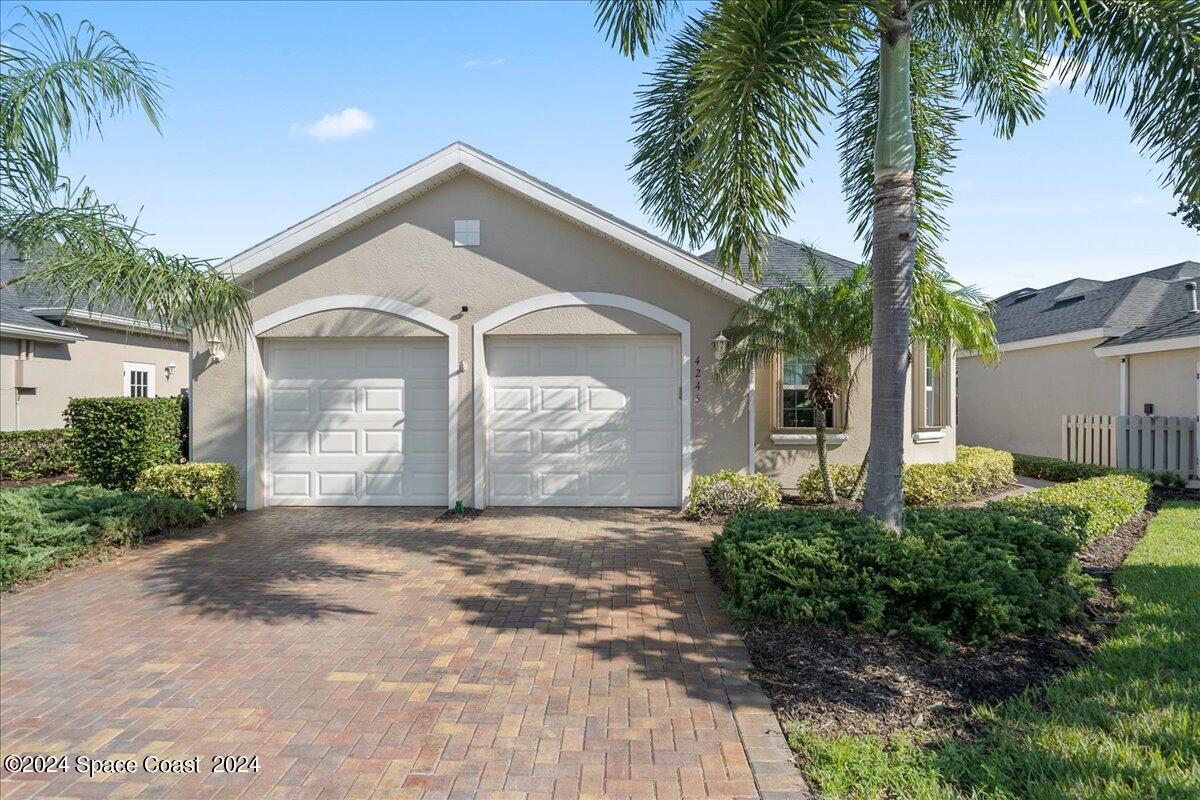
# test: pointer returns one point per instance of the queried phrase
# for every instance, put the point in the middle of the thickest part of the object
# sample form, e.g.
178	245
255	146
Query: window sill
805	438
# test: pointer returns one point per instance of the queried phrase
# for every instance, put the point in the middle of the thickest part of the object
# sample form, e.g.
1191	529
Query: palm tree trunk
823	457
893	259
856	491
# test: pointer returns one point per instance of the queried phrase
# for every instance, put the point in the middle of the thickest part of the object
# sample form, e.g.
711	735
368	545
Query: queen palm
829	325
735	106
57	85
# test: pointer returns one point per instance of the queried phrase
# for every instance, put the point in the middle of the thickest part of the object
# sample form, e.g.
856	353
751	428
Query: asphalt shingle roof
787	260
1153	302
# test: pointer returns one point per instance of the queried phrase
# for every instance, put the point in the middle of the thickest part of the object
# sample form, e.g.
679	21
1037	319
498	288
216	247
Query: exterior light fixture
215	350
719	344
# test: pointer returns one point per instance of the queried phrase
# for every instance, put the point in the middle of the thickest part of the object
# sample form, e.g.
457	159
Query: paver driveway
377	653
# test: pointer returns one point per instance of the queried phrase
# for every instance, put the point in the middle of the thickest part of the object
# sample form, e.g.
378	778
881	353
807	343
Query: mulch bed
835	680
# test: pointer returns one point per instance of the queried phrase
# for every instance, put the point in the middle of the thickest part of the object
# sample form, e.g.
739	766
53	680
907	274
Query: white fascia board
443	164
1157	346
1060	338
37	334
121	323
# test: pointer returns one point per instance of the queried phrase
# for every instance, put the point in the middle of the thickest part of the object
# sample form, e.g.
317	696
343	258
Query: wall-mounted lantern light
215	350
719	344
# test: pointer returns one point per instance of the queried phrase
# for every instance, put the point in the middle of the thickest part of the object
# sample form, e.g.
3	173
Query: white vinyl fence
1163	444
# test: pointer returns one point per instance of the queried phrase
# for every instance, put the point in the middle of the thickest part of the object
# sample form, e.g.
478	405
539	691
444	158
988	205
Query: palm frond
★ ★ ★ ★ ★
Could you return each entry word for word, with the images omitted?

# test: pointer returns one point per instance of the queried phrase
# for every instance, put the point in the middle of the thickest part of the object
# sample form, e.g.
178	245
255	146
Query: window sill
805	438
# test: pointer returns one point per instance of the queried phrase
# for every instance, put the point in the middle of the thickest part of the object
# sample form, e.g.
1191	529
Query: palm tree trunk
823	457
893	259
856	491
# test: pointer returns one point per instance of the queried phrase
# for every instance, put the point in the middle of the thickest part of the object
# sample form, e.g.
711	735
368	545
Query: queen palm
829	325
735	106
57	85
# test: pointer returns one point per instance of the queried phrase
# for every instance, put the point in the middle of the thickest part of the object
# sample form, e.g.
856	353
751	428
Query: asphalt shingle roof
787	260
1153	302
# test: pointer returns one point per instance of the queried phrase
# for every instance, put the point in the middle of the thickest part of the object
# sample form, e.g.
679	21
1037	319
498	288
216	247
Query: exterior light fixture
215	350
719	344
# test: pointer returns one point per instance of the queried phrase
# for every instance, put the point in the middle of the thickest part of the object
# sample form, e.g.
457	159
Query: paver driveway
377	653
# test: pointer returns one point per instance of the queried phrase
# for every instance, put the point in the middle of the thickest part of the object
# sample form, e.g.
378	778
881	353
807	343
Query: mulch bed
835	680
# test: pointer returns one point per instance of the queried phrase
# for every instance, put the point in the middle of the thickest part of the object
# sample form, e.g.
739	766
53	680
907	274
Query: white fascia board
443	164
1157	346
1060	338
37	334
121	323
# test: pointer returns one point per instance of the queried phrase
# for every instance, put the point in the middle of the thickest part of the object
# sample form, e.g.
317	696
343	258
Query: wall-mounted lantern light
215	350
719	344
# test: pointer returns one point per instance of the queried phrase
# for every instance, put the point in the middle of the thickest part of the object
# sample form, e.g.
3	173
Query: white vinyl fence
1163	444
# test: pointer returns one point per instance of the queried phrase
# for every instance, put the point in the middle of the thickest part of the object
# sample form, e.g.
478	405
539	691
444	158
988	205
Query: palm frond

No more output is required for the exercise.